TEKST DO LEKTURY -
###

Część osób wyjeżdża na wakacje, żeby odpocząć od wielkomiejskiego zgiełku na plaży czy w górach. Część, by zwiedzać zamki czy muzea. Dla tych, dla których pod słowem „wypoczynek” kryją się nieco bardziej rozrywkowe doznania, portal Time Out przygotował specjalne zestawienie stolic nocnego życia. Pierwsze miejsce zajęło w nim brazylijskie Rio de Janeiro.
Serwis Time Out specjalizuje się w zestawieniach dla podróżnych. Tym razem jego przygotowali listę 13 miast, które oferują nocne życie na najwyższym poziomie. Do jego powstania przyczyniły się ankiety i opinie tysięcy osób, które wskazały najlepsze bary, restauracje, kluby, oceniły jakość życia nocnego i jego przystępność cenową.
Na tej podstawie wyłoniono te miasta, które szczycą się niezwykle bogatym, różnorodnym i atrakcyjnym życiem nocnym.

###

FRAGMENTY DANYCH -
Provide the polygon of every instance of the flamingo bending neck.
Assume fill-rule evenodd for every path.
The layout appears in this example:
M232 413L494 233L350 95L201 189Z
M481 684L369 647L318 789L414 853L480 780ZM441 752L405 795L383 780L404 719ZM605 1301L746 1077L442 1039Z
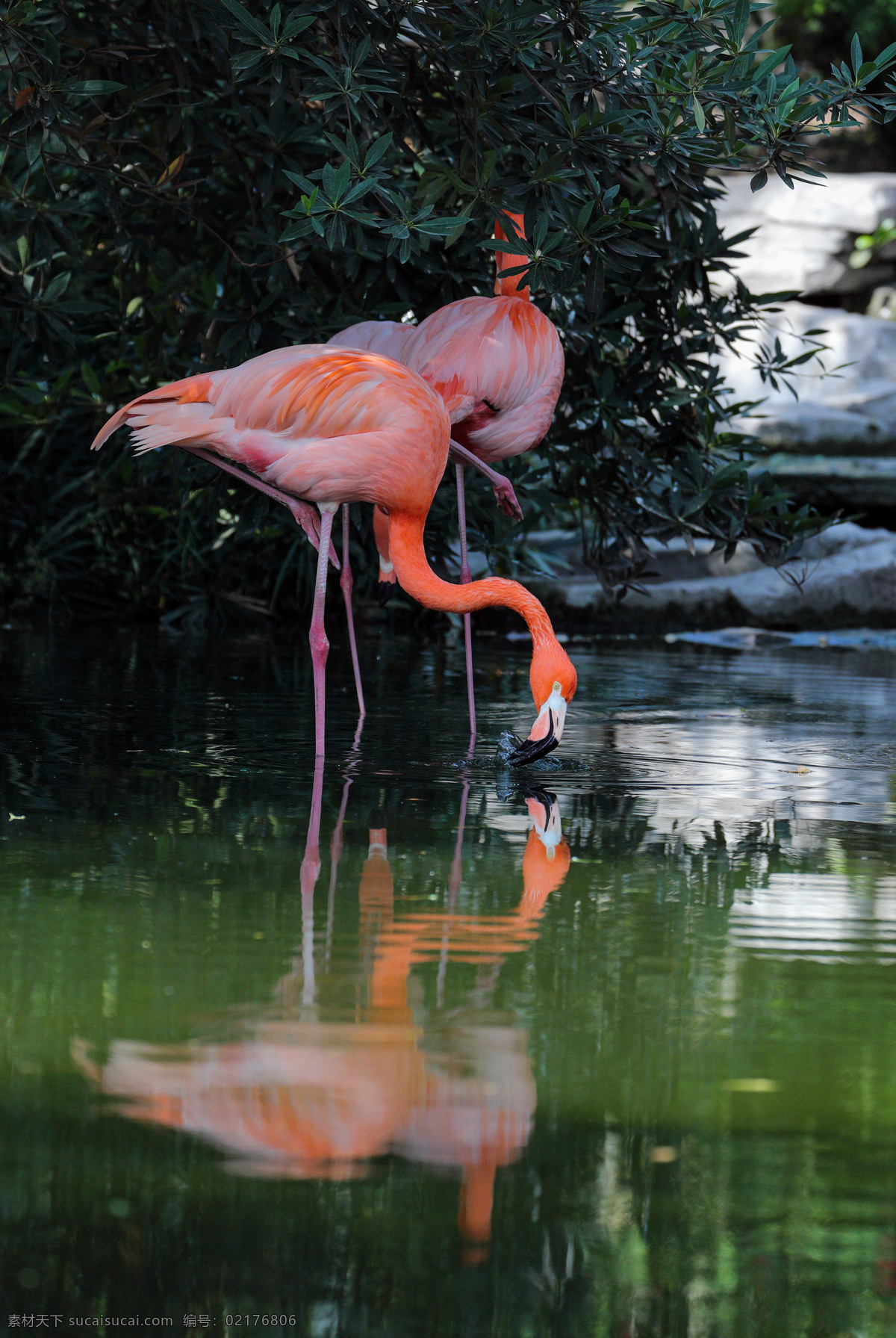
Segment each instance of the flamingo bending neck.
M427 518L412 511L389 512L389 557L395 563L401 589L427 609L448 613L473 613L476 609L514 609L532 638L532 668L530 681L536 706L542 706L555 681L562 684L568 701L575 692L576 677L570 658L559 644L544 607L526 586L503 577L487 577L467 585L443 581L429 566L423 545Z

###

ZADANIA DO WYKONANIA -
- a) Proszę ocenić, czy poniższe stwierdzenia są zgodne z tekstem o stolicach nocnego życia, i przy każdym podać odpowiedź „tak” lub „nie” wraz z dosłownym cytatem rozstrzygającym: (i) Pierwsze miejsce w zestawieniu zajęło Rio de Janeiro. (ii) Lista obejmuje dziesięć miast. (iii) Osoby biorące udział w ankietach oceniały także przystępność cenową życia nocnego.
- b) W czym według tekstu o stolicach nocnego życia specjalizuje się serwis Time Out?
- c) Proszę rozwinąć tekst o stolicach nocnego życia, kontynuując go od ostatniego zdania.

ODPOWIEDZI WEDŁUG NUMERÓW -
- a)
(i) Tak: „Pierwsze miejsce zajęło w nim brazylijskie Rio de Janeiro.”
(ii) Nie: „listę 13 miast, które oferują nocne życie na najwyższym poziomie”
(iii) Tak: „oceniły jakość życia nocnego i jego przystępność cenową”

- b) W zestawieniach dla podróżnych.

- c)
Pierwsze miejsce zestawienia przyznano Rio de Janeiro. Miejsce jest znane z karnawału, ale to nie jedyna jego atrakcja. Gwar, muzyka i taniec są bowiem wpisane w DNA miasta. I to o każdej porze dnia i nocy. "Minęły czasy, gdy kluby nocne były miejscami, do których ludzie chodzili bardzo późnym wieczorem. W tętniącej życiem dzielnicy Botafogo modne wschodzące lokale gastronomiczne, takie jak Alba i Vian Cocktail Bar, stają się parkietami tanecznymi w weekendy, a ulice nigdy nie były bardziej ożywione od zakończenia pandemii" - zapewnia Renata Magalhães, redaktorka Time Out Rio de Janeiro.
Na drugim miejscu znalazła się stolica Filipin - Manila. Poza bogatą ofertą barową i klubową w mieście organizowane są także różnorodne nocne targi.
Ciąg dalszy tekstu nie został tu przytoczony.